What is being asked:
Convert the lines of the data into a JSON list of strings, one string per line, starting at the line that contains "of the face" and ending at the last line of the data, with both of those lines included. Include only those lines and leave out any blank ones.

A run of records
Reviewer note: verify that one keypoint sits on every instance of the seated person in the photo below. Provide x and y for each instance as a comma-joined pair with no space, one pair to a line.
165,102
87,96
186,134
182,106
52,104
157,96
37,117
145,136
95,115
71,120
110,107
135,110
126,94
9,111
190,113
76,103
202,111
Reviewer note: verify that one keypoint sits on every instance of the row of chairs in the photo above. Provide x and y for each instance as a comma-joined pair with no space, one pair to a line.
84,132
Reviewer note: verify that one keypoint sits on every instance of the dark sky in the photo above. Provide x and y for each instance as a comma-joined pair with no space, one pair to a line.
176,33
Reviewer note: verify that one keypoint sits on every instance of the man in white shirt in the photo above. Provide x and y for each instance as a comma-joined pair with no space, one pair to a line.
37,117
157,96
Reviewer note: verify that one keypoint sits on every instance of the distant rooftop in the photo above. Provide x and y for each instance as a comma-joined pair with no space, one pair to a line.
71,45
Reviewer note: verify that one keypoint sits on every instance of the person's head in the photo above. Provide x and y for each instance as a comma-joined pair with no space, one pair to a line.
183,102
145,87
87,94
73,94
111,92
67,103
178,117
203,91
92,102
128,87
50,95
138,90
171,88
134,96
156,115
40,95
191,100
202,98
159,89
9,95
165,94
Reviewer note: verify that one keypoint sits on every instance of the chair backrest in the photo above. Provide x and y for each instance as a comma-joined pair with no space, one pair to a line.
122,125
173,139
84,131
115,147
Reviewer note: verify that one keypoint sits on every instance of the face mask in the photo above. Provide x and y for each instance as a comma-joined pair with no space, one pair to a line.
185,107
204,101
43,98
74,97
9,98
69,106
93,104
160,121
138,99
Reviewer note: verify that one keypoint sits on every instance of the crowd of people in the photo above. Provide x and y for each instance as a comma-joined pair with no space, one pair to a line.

Exercise response:
[
  "Reviewer note: verify that one keypoint sits on every instance of the face mask in the photo above. Provide x and y for each instance as a comma-joined pair with no space, one pair to a line.",
  "185,107",
  "204,101",
  "43,98",
  "74,97",
  "9,98",
  "69,106",
  "93,104",
  "160,121",
  "138,99",
  "Reviewer note: verify that one keypoint sits on every instance of the crowd of people in the photo above. Provide x and y for each instance as a comma-joined pair with no space, one pair to a line."
]